CHALLENGES:
a. In the headlight lens thread, by how much were the halo lenses too big when holy200sx tried the swap?
b. Rewrite the part of the headlight lens thread between "Dammit DryBoy, you're" and "Hood or something?", inclusive, with "Robin Hood" replaced by "King Arthur".
c. Write the next part of the headlight lens thread, picking up after its last post.

## Start QUOTED TEXT

# Caution : Innovative Genuis...



## dry (Oct 21, 2002)

Ok I was laying in my bed, not feeling too well when and idea popped into my head. Here goes nothing...

So you want some crystal clear headlights, but the only place you can find them is at mossyperformance.com and they go for 175 each... so 350 for the pair... thats a lot of money.

So my idea is this... go to E-Bay and find yourself some halo projector headlights. they go for 130 bucks (approx). After purchasing these, put them and your stocks in the oven... peel off the covers and put the clear lens from the halo's onto your stockers. 

This should work, I believe they are the same size... seems the same to me. Then you can put the stock lens on your halo's and sell those bad boys for like 50 bucks to an un-knowing fool like samo.


----------



## samo (Apr 30, 2002)

DryBoy said:


> *un-knowing fool like samo. *


You bastard! I'll kick your ass!

Seriously though... I think this idea has been mentioned before, and I wonder why no one has tried it.


----------



## krylonkoopaa (Sep 13, 2002)

Then you can put the stock lens on your halo's and sell those bad boys for like 50 bucks to an un-knowing fool like samo.
^^^^^^^^^^^^^^^^^^^^^^^
rofl


----------



## holy200sx (Jan 8, 2003)

acutallly.. i already tryed that.. they are about 1/2" too big.. on length wise.. but, if you are inventive.. you can cut off that excess... lol, sorry dude


----------



## OmegaManEX (Oct 4, 2002)

DryBoy said:


> *Ok I was laying in my bed, not feeling too well when and idea popped into my head. Here goes nothing.....
> 
> .....This should work, I believe they are the same size... seems the same to me. Then you can put the stock lens on your halo's and sell those bad boys for like 50 bucks to an un-knowing fool like samo. *


hmm thinking of samo while in bed huh. J/k. 
...everybody's been thinking of Samo lately...i think he has reached legendary status.


----------



## samo (Apr 30, 2002)

*Re: Re: Caution : Innovative Genuis...*



OmegaManEX said:


> *hmm thinking of samo while in bed huh. J/k.
> ...everybody's been thinking of Samo lately...i think he has reached legendary status.
> 
> *


Dammit DryBoy, you're not who I want thinking of me while in bed... arrgghh.

Perhaps I _have_ reached legendary status... can I have my own folk song? Or maybe a kickass story, like Robin Hood or something?

_Now at your local King County Library..._
The Legend of Samo and the *NOT* Euro Taillights!

Or maybe...
Samo vs. the Psychos of Seattle Pacific University!

Or best of all...
Samo in Bed with Lots of Hot Chicks!

Maybe it can be a trilogy  ...


----------



## andre (Apr 30, 2002)

LOL...I thought the last one was an actual thread....why am I posting here?

## End QUOTED TEXT
## Start RECORDS SUPPLIED

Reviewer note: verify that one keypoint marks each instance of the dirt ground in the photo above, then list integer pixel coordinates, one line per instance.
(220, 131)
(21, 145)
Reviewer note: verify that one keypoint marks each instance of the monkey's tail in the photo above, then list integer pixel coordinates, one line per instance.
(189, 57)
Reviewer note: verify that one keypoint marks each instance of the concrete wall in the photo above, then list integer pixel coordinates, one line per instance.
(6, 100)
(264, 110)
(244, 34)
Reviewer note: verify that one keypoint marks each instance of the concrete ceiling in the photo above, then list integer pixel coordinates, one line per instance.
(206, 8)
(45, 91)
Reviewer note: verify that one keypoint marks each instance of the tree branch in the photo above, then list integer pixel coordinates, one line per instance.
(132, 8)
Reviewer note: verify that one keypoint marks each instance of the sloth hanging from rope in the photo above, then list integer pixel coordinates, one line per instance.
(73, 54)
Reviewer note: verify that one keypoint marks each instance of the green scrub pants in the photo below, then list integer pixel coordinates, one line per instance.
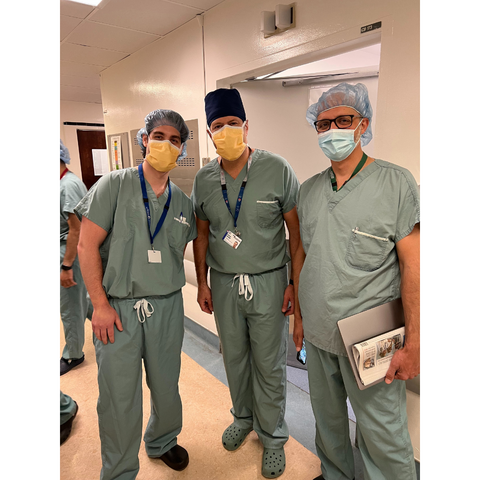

## End RECORDS SUPPLIED

EXPECTED RESPONSES:
a. About 1/2" too big lengthwise.

b.
Dammit DryBoy, you're not who I want thinking of me while in bed... arrgghh.

Perhaps I _have_ reached legendary status... can I have my own folk song? Or maybe a kickass story, like King Arthur or something?

c.
----------



## krylonkoopaa (Sep 13, 2002)

*Re: Re: Re: Caution : Innovative Genuis...*



> _NOT posted by samo _
> *best of all...
> Samo in Bed with Lots Cheez puffs & Kool-Aid
> 
> *


heres more true to life


----------



## samo (Apr 30, 2002)

w3rd... Kool-Aid rocks... especially the green Kool-Aid... Not a big Cheez puffs fan, though

So how about...
Samo in Bed with Kool-Aid and Lots of Hot Chicks

Oooh... I like that...


----------



## Ninety-Nine SE-L (May 5, 2002)

um, BTW, you can buy the crystal headlights on ebay for less than Mossy's price. Liuspeed is selling a few (link below)


----------



## Ninety-Nine SE-L (May 5, 2002)

oh, and Samo, how about kool-aid and Doritos?


----------



## dry (Oct 21, 2002)

hrmmm 1/2 inch too big eh? I'm sure that with some of that chrome reflective tape and some ingenuity you can make it work.

I know liu has it for a good price, but I'm just trying to put him out of business here. (JK lui)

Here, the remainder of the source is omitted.